SCHRIFTLICHE AUFGABE A :: Welches Gericht war laut dem Seitenauszug zum Beschluss des OVG NRW die Vorinstanz, und unter welchem Aktenzeichen?
SCHRIFTLICHE AUFGABE B :: Nenne alle Feldbezeichnungen mit Doppelpunkt, die im Seitenauszug zum Beschluss des OVG NRW von „Datum:“ bis einschließlich „Tenor:“ aufgeführt sind.

Urteil des OVG Nordrhein-Westfalen vom 30.10.2002

OVG NRW: serbien und montenegro, gefahr, ausländer, wahrscheinlichkeit, abschiebung, tod, auskunft, anerkennung, bundesamt, bevölkerung

Oberverwaltungsgericht NRW, 5 A 1485/01.A
Datum:
30.10.2002
Gericht:
Oberverwaltungsgericht NRW
Spruchkörper:
5. Senat
Entscheidungsart:
Beschluss
Aktenzeichen:
5 A 1485/01.A
Vorinstanz:
Verwaltungsgericht Köln, 23 K 452/94.A
Tenor:
Der Antrag der Kläger auf Gewährung von Prozesskostenhilfe und
Beiordnung von Rechtsanwalt Dr. G. aus wird abgelehnt.
Das angefochtene Urteil wird, soweit der Klage stattgegeben worden ist,
geändert.
Die Klage wird in vollem Umfang abgewiesen.
Unter Einbeziehung des unanfechtbar gewordenen Teils der
Kostenentscheidung des Urteils erster Instanz tragen die Kläger die
Kosten des Verfahrens beider Instanzen, für das Gerichtskosten nicht
erhoben werden.

GESPEICHERTE DATEN ::
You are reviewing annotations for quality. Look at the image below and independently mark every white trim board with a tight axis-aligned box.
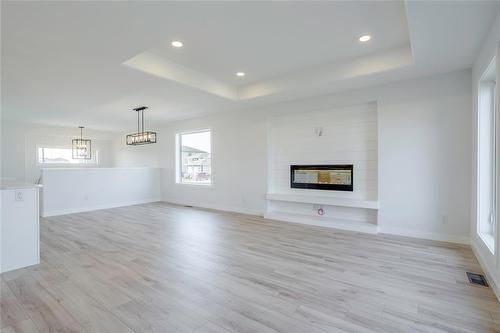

LÖSUNG A :: Das Verwaltungsgericht Köln, Aktenzeichen 23 K 452/94.A.

LÖSUNG B :: Datum, Gericht, Spruchkörper, Entscheidungsart, Aktenzeichen, Vorinstanz, Tenor